Excerpted passage

************

In the code we just looked at, the the solution to this problem
involved recognizing that the boundary between runs is marked by
a stepdown. Thus, each time we read a new record from an input
file, we will keep track of the last key processed from that
file; and if our newly read key is smaller than that key, then we
know that we have finished processing one run from that file.
Example: in the initial distribution above, we placed two
runs in the first scratch file. The space between
them would not be present in the file; what we
would have is actually BDEAGH. But the run boundary
would be apparent because of the stepdown from E to A.
ii. However, if stability is important to us, we need to be very
careful at this point. In some cases, the stepdown between
two runs could disappear, and an unstable sort could result.
Consider the following file:
F E D C B A M1 Z N M2 (where records M1 and M2 have
identical keys.)

************

Records supplied
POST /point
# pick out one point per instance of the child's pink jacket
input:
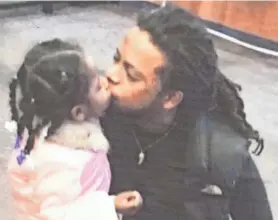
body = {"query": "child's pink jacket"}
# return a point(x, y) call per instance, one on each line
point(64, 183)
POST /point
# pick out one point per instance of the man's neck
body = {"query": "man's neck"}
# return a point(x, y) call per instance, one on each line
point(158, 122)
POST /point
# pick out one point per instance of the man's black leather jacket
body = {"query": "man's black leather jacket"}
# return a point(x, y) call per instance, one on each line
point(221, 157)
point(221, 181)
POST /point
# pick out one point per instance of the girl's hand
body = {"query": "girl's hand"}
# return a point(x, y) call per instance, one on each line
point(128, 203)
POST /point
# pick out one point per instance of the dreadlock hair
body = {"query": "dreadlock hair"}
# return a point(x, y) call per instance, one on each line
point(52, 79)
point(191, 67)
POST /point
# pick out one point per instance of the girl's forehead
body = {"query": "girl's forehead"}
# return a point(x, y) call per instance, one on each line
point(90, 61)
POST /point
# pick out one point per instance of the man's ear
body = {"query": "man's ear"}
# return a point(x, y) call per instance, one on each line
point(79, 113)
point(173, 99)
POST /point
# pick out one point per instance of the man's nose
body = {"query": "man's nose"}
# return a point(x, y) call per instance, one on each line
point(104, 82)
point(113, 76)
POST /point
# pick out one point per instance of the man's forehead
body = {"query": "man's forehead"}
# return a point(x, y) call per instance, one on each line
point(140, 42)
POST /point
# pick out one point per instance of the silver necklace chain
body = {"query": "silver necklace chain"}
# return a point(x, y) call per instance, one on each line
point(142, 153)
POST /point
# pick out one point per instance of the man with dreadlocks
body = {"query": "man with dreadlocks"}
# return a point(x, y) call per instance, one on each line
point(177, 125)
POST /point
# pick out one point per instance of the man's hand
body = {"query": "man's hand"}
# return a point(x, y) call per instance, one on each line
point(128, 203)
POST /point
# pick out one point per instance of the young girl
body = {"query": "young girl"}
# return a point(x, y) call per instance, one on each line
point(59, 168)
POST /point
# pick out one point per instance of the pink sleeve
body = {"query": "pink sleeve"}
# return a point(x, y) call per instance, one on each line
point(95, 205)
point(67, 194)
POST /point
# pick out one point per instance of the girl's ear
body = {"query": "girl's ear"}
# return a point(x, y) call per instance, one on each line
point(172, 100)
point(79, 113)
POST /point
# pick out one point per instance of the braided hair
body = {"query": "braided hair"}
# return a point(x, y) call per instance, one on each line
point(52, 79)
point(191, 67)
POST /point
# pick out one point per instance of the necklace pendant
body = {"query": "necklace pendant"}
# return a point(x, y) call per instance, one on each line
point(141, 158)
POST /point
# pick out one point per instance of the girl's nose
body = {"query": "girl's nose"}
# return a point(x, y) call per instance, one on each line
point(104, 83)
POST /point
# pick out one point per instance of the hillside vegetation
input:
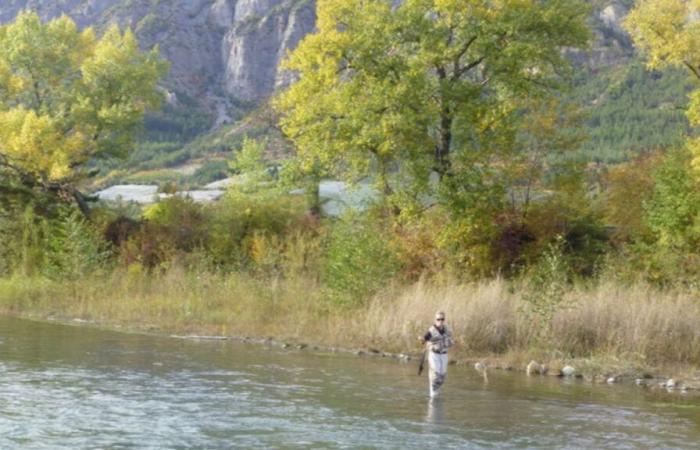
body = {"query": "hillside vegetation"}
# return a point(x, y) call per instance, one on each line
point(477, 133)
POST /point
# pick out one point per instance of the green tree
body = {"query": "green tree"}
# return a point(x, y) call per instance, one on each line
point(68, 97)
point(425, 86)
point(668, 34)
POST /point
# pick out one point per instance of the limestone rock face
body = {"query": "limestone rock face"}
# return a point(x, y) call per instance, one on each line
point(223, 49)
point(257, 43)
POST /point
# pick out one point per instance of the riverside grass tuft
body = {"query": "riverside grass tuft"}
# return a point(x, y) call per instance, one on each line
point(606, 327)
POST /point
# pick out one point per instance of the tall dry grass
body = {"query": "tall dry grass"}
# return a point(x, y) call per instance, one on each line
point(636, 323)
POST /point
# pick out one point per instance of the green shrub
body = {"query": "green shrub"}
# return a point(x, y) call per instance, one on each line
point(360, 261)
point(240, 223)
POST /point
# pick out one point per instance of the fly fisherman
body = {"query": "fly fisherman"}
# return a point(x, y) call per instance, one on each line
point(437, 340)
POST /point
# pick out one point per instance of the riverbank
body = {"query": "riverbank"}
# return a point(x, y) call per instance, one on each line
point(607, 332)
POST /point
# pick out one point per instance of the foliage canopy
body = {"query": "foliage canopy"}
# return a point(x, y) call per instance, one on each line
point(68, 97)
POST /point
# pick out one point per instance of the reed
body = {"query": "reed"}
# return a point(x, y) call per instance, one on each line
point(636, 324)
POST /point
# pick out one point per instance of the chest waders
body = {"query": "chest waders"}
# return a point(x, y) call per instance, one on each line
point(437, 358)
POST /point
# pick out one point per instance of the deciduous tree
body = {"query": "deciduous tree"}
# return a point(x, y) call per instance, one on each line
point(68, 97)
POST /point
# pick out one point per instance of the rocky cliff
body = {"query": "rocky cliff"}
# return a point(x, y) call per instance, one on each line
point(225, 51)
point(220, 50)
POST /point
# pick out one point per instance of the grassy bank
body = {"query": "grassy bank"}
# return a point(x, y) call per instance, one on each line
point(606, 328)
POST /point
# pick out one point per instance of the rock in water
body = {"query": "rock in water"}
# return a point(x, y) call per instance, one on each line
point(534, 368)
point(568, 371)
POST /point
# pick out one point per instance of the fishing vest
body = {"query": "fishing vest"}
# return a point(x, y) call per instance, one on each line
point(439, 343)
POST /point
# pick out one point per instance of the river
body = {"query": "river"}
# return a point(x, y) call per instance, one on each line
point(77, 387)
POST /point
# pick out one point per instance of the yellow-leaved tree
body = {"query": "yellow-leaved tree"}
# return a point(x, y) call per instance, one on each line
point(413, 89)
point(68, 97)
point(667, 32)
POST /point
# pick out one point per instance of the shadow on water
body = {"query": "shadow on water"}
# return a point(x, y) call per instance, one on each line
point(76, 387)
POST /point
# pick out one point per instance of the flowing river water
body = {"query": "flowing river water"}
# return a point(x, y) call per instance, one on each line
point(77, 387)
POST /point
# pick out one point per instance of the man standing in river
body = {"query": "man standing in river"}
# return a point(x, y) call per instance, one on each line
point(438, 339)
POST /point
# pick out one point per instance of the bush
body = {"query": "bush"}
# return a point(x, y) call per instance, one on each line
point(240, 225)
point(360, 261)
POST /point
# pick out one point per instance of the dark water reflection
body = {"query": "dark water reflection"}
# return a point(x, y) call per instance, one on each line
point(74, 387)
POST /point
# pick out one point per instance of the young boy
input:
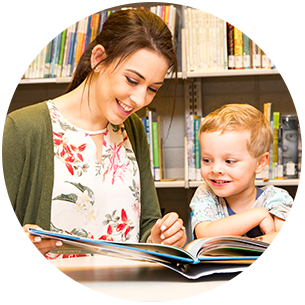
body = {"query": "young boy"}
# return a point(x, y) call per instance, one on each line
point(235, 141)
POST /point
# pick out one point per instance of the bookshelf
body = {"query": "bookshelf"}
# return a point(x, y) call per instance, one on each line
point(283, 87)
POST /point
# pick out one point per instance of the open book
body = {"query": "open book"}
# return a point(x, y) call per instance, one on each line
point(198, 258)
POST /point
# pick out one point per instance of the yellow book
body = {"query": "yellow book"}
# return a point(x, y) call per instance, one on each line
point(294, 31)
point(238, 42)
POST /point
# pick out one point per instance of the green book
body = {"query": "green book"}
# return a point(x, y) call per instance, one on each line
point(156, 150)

************

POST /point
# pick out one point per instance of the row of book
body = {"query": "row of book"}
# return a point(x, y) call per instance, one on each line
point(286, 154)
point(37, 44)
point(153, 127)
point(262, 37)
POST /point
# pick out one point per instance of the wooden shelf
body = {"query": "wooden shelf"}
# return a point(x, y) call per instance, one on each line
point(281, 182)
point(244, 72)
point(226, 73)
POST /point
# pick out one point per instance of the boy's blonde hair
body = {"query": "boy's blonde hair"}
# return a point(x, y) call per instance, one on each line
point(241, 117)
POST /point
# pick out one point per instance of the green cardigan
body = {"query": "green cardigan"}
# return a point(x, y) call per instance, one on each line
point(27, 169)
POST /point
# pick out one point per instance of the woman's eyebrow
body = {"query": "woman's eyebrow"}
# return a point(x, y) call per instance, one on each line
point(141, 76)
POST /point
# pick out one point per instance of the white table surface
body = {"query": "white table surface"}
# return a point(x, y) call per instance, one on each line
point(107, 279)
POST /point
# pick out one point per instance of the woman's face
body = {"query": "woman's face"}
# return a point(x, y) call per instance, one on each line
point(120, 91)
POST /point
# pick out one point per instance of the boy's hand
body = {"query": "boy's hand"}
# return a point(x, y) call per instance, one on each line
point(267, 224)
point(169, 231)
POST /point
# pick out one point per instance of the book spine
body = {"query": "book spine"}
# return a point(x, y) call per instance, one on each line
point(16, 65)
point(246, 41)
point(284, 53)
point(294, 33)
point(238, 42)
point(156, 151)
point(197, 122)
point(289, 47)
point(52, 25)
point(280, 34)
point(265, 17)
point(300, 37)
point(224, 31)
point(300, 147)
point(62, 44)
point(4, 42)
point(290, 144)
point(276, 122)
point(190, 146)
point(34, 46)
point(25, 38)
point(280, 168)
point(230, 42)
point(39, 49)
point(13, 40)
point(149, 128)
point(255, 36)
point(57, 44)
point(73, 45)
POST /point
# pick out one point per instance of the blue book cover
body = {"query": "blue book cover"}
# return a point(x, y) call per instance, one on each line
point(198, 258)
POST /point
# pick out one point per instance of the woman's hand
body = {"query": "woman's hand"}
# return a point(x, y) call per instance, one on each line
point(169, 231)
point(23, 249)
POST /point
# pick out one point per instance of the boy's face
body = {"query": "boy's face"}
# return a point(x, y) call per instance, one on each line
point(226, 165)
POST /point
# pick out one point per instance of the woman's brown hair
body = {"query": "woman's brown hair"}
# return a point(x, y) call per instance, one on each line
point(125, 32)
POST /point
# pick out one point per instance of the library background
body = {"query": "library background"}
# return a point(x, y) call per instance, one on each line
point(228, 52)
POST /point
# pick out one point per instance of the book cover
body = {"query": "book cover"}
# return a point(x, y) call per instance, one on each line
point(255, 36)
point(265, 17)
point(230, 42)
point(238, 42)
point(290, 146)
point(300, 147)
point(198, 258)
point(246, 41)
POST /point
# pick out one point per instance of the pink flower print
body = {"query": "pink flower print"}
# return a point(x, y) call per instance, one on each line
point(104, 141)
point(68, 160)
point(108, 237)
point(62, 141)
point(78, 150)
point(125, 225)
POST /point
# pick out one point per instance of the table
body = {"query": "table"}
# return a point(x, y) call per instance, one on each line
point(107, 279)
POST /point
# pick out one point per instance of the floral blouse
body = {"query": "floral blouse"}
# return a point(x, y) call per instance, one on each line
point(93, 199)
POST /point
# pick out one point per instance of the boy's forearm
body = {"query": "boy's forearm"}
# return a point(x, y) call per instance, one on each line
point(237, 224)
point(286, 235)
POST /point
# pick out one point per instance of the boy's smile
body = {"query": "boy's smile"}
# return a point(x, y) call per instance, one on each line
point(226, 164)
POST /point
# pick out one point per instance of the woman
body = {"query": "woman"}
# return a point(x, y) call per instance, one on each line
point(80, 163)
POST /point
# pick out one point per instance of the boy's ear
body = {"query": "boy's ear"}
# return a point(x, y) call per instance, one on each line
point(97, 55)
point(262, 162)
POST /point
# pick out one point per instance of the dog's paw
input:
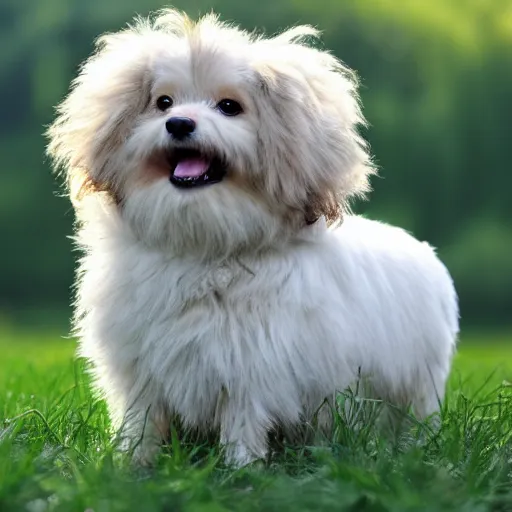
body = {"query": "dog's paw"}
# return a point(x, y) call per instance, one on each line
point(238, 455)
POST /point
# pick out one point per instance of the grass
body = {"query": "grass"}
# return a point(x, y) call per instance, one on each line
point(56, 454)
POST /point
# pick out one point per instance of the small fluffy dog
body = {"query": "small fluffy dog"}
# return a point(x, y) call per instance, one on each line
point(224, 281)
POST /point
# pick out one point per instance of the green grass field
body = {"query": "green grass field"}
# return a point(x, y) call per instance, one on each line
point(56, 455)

************

Problems and tasks
**a)** Render the sentence "In some cases, the stepdown between two runs could disappear, and an unstable sort could result." from the passage on sorting runs into Spanish.
**b)** Please update the passage on sorting runs, starting at the words "In the code" and stopping after "from that file.", with "stepdown" changed to "drop in key value".

Response list
**a)** En algunos casos, el escalón descendente entre dos tramos podría desaparecer, y podría producirse un ordenamiento inestable.

**b)**
In the code we just looked at, the the solution to this problem
involved recognizing that the boundary between runs is marked by
a drop in key value. Thus, each time we read a new record from an input
file, we will keep track of the last key processed from that
file; and if our newly read key is smaller than that key, then we
know that we have finished processing one run from that file.